Your instructions
Copy out the lines of the data below without changes, from the line containing "Detection task: search for any wood-panelled" up to and including the line containing "617, 11, 840, 250". Give only those lines.

Supplied information
-- START --
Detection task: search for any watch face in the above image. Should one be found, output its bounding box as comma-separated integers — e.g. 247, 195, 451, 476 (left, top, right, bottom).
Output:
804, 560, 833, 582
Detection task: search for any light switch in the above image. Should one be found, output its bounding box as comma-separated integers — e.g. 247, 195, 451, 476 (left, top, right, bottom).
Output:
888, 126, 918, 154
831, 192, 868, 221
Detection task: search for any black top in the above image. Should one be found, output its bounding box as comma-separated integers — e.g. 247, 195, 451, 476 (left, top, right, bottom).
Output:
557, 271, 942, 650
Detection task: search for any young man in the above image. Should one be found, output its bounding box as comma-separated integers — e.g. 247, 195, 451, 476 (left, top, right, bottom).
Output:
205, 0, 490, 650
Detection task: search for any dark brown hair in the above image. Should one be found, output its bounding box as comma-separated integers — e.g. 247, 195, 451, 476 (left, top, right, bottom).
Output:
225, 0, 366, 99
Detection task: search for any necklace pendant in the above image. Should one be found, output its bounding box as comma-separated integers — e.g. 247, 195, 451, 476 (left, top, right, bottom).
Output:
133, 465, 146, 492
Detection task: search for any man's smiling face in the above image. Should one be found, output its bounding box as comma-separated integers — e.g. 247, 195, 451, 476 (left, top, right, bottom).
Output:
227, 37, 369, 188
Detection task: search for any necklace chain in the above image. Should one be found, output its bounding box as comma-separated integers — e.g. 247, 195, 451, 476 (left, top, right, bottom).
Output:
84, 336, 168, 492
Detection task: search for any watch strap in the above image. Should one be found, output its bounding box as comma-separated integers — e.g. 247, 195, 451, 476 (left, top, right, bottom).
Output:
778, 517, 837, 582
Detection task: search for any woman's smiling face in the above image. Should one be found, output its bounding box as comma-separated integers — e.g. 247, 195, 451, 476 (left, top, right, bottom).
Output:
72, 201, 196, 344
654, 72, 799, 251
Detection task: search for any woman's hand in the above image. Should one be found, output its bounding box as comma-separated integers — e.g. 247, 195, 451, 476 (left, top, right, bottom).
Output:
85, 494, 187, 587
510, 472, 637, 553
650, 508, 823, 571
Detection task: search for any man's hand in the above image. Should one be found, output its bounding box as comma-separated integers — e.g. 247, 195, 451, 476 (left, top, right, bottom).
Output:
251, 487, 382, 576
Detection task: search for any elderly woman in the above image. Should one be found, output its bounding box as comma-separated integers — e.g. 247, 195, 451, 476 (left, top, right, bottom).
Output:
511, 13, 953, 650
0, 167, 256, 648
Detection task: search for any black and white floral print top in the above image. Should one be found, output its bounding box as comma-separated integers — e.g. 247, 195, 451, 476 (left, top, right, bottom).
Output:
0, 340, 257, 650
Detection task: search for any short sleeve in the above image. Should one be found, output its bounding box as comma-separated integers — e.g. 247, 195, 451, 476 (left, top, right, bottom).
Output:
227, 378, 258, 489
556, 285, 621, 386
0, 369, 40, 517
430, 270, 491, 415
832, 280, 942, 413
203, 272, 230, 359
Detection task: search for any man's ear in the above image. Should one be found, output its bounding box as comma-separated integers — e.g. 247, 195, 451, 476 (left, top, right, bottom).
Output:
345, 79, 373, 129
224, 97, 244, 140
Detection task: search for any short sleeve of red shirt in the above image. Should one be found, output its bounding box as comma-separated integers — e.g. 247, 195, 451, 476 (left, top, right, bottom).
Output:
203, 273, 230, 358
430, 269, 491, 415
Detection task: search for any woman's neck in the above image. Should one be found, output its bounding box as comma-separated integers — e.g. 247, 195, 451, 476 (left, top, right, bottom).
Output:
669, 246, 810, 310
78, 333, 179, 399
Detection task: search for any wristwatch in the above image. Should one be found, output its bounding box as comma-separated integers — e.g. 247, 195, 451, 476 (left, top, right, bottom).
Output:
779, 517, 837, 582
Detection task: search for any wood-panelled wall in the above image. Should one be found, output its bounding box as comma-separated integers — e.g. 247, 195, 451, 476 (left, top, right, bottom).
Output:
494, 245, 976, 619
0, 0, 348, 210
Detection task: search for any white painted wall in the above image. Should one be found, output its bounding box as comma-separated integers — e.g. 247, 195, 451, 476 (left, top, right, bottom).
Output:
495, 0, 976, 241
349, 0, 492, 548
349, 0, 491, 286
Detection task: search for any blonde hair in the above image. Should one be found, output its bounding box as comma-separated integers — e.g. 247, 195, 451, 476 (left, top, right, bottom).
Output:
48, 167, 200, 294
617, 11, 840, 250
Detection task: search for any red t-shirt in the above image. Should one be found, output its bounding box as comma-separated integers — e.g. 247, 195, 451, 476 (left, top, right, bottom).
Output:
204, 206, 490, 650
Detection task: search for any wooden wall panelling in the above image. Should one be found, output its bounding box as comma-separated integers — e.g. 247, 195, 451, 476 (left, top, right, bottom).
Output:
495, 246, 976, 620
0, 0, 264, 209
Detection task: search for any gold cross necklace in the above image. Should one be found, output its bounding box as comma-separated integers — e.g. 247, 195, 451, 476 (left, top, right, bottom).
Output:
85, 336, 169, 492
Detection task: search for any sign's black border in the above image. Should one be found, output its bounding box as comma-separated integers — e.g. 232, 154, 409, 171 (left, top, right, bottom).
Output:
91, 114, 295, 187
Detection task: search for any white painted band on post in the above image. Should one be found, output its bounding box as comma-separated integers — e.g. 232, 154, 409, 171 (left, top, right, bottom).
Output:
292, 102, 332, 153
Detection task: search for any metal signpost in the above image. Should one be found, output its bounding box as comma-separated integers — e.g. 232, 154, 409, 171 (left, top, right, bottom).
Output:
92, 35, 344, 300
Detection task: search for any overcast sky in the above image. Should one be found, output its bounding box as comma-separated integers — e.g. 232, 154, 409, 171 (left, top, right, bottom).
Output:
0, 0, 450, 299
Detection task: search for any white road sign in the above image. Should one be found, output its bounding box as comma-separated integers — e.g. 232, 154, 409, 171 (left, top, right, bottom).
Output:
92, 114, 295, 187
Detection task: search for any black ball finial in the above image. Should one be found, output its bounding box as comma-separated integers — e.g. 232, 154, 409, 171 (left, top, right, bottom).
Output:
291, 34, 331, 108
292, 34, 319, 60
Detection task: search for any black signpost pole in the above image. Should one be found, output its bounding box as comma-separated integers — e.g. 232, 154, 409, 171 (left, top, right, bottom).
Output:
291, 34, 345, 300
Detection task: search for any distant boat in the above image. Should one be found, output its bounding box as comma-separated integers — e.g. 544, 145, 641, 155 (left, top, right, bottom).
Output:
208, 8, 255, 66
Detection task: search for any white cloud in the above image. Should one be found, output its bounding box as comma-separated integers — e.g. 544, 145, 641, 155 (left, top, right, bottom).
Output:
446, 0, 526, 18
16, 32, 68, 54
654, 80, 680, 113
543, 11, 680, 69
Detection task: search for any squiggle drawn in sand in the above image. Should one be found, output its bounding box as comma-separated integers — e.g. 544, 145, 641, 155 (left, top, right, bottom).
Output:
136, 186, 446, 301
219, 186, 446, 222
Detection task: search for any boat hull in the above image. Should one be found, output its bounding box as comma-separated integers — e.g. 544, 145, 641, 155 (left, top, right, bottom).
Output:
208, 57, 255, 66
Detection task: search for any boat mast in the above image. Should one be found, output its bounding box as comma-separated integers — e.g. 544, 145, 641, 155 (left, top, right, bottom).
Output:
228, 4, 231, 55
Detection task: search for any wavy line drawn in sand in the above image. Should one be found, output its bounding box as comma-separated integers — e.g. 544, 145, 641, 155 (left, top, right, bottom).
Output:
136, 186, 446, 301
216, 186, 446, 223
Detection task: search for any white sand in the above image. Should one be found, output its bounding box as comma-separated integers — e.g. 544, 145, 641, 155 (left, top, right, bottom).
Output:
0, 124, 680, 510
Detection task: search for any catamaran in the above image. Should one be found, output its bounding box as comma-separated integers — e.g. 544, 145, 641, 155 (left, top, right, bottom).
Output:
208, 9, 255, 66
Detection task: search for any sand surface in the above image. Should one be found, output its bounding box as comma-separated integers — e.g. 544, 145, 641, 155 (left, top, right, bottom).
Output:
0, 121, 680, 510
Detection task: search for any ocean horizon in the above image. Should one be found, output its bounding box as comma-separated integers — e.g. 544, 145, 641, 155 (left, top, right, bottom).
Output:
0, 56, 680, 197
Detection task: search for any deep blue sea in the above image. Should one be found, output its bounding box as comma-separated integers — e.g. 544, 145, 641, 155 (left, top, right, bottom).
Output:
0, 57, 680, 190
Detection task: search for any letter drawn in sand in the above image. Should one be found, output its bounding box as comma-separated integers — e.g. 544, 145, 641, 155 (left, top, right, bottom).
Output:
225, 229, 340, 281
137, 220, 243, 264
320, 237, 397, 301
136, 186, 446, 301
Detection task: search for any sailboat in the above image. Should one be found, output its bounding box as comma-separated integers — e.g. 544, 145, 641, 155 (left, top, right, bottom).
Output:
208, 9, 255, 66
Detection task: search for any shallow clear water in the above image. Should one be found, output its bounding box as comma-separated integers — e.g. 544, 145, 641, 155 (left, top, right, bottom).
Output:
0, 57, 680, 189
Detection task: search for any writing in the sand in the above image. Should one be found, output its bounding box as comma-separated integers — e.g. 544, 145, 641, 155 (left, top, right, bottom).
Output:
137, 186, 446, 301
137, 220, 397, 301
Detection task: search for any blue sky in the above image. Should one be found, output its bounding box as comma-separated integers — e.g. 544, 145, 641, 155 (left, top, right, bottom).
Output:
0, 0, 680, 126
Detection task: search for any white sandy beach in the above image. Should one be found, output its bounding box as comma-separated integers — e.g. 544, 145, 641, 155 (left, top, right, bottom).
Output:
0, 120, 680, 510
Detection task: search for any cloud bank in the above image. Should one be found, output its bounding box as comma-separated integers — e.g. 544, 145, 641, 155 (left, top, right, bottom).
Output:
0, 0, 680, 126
-- END --
The output
Detection task: search for any wood-panelled wall in the above image. Should one be found, output its bounding box as comma-separated integers — e.g. 247, 195, 451, 476 (left, top, right, bottom).
Output:
494, 245, 976, 619
0, 0, 348, 210
Detection task: search for any white painted wall in the above image. Should one be found, output its bounding box as comma-separated integers — e.g. 247, 195, 451, 476 (left, top, right, bottom).
Output:
495, 0, 976, 241
349, 0, 492, 548
349, 0, 491, 286
Detection task: search for any blonde hair in the above image. Should one be found, output its bounding box as comma-separated integers — e.g. 247, 195, 451, 476 (left, top, right, bottom).
Output:
48, 167, 200, 294
617, 11, 840, 250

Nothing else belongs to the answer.